##### Document section

= Awards of the British Academy =

The British Academy presents 18 awards and medals to recognise achievement in the humanities and social sciences.

== Overview ==
The British Academy currently awards 18 prizes and medals:

General awards:
- British Academy Medal (for academic research that has "transformed understanding" of a field of the humanities or social sciences)
- The President's Medal (for "outstanding service" to the humanities or social sciences)
- Leverhulme Medal and Prize (for "significant contribution to knowledge or understanding" in a field of the humanities or social sciences)

Discipline-specific awards:

- Brian Barry Prize in Political Science
- Burkitt Medal for Biblical Studies
- Derek Allen Prize (for numismatics, Celtic studies or musicology)
- Edward Ullendorff Medal (for Semitic languages and Ethiopian studies)
- Grahame Clark Medal (for prehistoric archaeology)
- Kenyon Medal (for classical studies and archaeology)
- Landscape Archaeology Medal
- British Academy Book Prize for Global Cultural Understanding
- Neil and Saras Smith Medal for Linguistics
- Peter Townsend Prize (for the sociology of poverty, ageing or health)
- Rose Mary Crawshay Prize (for English literature scholarship; women only)
- Serena Medal (for Italian studies)
- Sir Israel Gollancz Prize (for English literature scholarship)
- Wiley Prize in Economics
- Wiley Prize in Psychology

== Prizes and medals ==
===Brian Barry Prize in Political Science===
The Brian Barry Prize in Political Science is awarded jointly by the British Academy, the Cambridge University Press, and the British Journal of Political Science. It was named in honour of Brian Barry and first awarded in 2014. It is awarded annually to an individual or group "for excellence in political science, as displayed in an unpublished essay". The prize is £2500 and the winning essay is published in the British Journal of Political Science.

List of Recipients:
- 2014: Helder De Schutter and Dr Lea Ypi, for 'Mandatory Citizenship for Immigrants'
- 2015: Parashar Kulkarni, for 'Are There Cultural Prerequisites to Effective Property Rights?: Evidence from Inheritance Rights of Widows in Colonial India'
- 2016: William Roberts Clark, Professor Matt Golder, and Professor Sona N. Golder, for 'An Exit, Voice, and Loyalty Model of Politics'
- 2017: Jonathan White, for 'The Ethics of Political Alliance'
- 2018: Zeynep Pamuk, of St John's College, Oxford, for 'Justifying Public Funding for Science.
- 2019: Andre Santos Campos, for 'Representing the Future: The Interests of Future Persons in Representative Democracy'
- 2020: Jonathan Havercroft, for 'Why is there no just riot theory?'

===British Academy Medal===

The British Academy Medal was established in 2013. It is awarded annually "for academic research that has transformed understanding in a field of the humanities and social sciences".

##########

▸ **Task 1**
Extract every line in the records below that contains the word "face".
▸ **Task 2**
Continue the text on British Academy awards past its last sentence.
The records have no connection to the text on British Academy awards.

##### Supplied records

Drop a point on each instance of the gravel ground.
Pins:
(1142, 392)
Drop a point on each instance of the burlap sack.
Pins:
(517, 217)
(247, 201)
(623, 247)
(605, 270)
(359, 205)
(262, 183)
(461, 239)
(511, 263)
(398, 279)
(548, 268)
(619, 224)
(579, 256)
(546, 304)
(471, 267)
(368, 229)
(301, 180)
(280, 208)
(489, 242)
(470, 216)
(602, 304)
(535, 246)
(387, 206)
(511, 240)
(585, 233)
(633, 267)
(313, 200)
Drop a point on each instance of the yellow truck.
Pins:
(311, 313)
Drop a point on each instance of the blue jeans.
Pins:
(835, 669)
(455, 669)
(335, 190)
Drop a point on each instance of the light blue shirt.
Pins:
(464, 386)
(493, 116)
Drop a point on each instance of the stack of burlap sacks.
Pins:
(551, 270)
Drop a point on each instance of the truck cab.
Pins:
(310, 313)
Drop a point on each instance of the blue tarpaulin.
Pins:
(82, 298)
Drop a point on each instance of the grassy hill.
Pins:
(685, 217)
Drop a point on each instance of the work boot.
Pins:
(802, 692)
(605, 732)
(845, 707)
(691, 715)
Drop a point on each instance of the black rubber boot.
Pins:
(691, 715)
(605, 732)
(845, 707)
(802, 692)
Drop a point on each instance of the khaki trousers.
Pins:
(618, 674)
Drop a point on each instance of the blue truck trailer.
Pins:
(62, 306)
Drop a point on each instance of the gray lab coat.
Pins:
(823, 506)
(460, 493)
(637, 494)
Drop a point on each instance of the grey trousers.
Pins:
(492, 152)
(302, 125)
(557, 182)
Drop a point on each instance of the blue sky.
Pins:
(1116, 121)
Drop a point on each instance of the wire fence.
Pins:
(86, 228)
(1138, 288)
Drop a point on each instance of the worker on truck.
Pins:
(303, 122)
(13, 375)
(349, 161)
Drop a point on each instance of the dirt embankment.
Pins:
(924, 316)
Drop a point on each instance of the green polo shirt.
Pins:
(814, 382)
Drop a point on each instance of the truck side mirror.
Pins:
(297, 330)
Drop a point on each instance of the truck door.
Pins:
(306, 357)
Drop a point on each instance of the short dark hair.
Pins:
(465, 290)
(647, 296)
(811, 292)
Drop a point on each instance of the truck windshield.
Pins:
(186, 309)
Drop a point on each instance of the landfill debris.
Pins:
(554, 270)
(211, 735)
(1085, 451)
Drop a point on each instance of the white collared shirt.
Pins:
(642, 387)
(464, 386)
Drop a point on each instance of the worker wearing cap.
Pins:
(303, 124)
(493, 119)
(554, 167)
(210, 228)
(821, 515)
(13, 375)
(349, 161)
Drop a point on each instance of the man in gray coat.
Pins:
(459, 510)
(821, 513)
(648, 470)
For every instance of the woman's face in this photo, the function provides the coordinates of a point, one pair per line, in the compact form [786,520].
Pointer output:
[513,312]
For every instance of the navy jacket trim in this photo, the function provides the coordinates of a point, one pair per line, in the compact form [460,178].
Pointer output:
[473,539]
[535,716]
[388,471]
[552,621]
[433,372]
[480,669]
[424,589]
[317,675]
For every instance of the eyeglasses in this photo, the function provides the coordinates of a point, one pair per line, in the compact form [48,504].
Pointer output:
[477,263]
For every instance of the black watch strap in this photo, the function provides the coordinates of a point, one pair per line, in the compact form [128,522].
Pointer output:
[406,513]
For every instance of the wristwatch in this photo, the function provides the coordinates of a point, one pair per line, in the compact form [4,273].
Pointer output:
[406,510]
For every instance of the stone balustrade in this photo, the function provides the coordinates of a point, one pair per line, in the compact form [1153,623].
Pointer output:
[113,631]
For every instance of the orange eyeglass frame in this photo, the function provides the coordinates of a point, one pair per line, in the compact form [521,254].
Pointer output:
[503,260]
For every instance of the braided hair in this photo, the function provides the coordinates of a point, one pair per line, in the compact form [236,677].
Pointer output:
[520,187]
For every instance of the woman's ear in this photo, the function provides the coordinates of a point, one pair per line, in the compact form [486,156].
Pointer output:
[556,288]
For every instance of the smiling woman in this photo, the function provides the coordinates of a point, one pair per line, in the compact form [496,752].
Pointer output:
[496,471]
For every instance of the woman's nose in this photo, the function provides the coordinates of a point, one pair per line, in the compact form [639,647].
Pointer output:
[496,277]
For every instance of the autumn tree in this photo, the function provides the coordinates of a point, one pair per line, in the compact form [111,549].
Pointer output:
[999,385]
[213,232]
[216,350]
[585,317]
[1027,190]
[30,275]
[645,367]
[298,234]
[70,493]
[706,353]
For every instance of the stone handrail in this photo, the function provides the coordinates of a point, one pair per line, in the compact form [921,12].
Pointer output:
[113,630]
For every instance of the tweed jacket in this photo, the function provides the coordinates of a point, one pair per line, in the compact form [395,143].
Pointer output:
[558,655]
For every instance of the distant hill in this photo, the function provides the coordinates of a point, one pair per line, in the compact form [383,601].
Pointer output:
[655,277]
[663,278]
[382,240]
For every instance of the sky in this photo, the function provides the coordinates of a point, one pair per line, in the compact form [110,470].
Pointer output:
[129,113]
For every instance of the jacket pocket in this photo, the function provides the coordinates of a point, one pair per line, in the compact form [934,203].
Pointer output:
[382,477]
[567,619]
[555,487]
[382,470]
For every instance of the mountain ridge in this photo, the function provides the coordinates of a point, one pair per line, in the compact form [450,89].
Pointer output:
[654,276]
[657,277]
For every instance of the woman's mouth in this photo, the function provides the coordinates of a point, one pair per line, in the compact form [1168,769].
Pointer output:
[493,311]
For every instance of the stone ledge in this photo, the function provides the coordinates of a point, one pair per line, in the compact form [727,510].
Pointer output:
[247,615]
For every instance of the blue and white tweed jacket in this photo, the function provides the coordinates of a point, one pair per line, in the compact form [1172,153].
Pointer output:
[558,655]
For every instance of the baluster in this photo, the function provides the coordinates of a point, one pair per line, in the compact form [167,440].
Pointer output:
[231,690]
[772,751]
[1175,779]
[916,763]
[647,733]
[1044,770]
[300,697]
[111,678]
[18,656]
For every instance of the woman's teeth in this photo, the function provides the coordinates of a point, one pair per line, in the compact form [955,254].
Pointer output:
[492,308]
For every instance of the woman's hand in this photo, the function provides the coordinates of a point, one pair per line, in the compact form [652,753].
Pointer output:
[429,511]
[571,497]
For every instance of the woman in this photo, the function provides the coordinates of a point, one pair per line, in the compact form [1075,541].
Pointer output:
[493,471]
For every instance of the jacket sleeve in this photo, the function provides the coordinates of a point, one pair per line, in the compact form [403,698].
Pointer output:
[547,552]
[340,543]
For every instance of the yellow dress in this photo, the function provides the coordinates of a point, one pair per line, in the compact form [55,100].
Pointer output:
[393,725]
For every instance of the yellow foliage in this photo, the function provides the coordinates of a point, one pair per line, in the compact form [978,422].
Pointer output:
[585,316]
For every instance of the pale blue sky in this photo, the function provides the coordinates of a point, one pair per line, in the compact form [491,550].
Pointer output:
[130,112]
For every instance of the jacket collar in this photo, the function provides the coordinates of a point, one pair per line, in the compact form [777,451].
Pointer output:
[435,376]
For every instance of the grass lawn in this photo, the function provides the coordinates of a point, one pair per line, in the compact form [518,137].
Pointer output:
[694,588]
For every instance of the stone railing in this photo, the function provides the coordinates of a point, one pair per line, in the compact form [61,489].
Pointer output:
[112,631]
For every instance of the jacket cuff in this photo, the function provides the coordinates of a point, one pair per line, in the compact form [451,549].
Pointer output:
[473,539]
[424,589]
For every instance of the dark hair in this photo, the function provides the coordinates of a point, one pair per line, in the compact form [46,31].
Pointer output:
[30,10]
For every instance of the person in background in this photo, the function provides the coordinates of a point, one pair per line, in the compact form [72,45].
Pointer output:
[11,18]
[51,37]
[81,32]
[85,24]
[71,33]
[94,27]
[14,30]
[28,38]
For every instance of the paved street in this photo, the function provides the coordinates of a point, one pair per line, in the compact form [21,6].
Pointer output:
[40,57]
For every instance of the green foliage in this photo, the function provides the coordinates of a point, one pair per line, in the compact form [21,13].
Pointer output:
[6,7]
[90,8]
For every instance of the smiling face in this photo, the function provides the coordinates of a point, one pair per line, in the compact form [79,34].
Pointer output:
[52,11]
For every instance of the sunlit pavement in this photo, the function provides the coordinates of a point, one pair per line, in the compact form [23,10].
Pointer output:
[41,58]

##########

▸ **Task response 1**
For every instance of the woman's face in this photo, the function provides the coordinates of a point, one pair per line, in the compact form [786,520].
For every instance of the smiling face in this photo, the function provides the coordinates of a point, one pair per line, in the compact form [79,34].

▸ **Task response 2**
===Burkitt Medal===

The Burkitt Medal for Biblical Studies was established in 1923. It is awarded annually "in recognition of special service to Biblical Studies", with the area of study alternating between the Hebrew Bible and the New Testament.

=== Derek Allen Prize ===

The Derek Allen Prize was founded in 1976 to honour Derek Allen, FBA, who was secretary (1969–73) and treasurer (1973–75) of the British Academy; it was established by his widow and sons to recognise outstanding scholarly achievement in Allen's principal interests: numismatics, Celtic studies and musicology. Although awarded annually, the prize rotates between the three disciplines. Recipients are awarded £400.

=== Edward Ullendorff Medal ===
The Edward Ullendorff Medal was created in 2012 to honour Professor Edward Ullendorff, FBA, who had died the previously year; its establishment was supported by his widow. Award annually, the medal recognizes "scholarly distinction and achievements in the field of Semitic Languages and Ethiopian Studies".

List of recipients:

- 2012: Simon Hopkins, FBA, Hebrew University, Jerusalem.
- 2013: Getatchew Haile, FBA, Hill Museum & Manuscript Library of Saint John's University, USA.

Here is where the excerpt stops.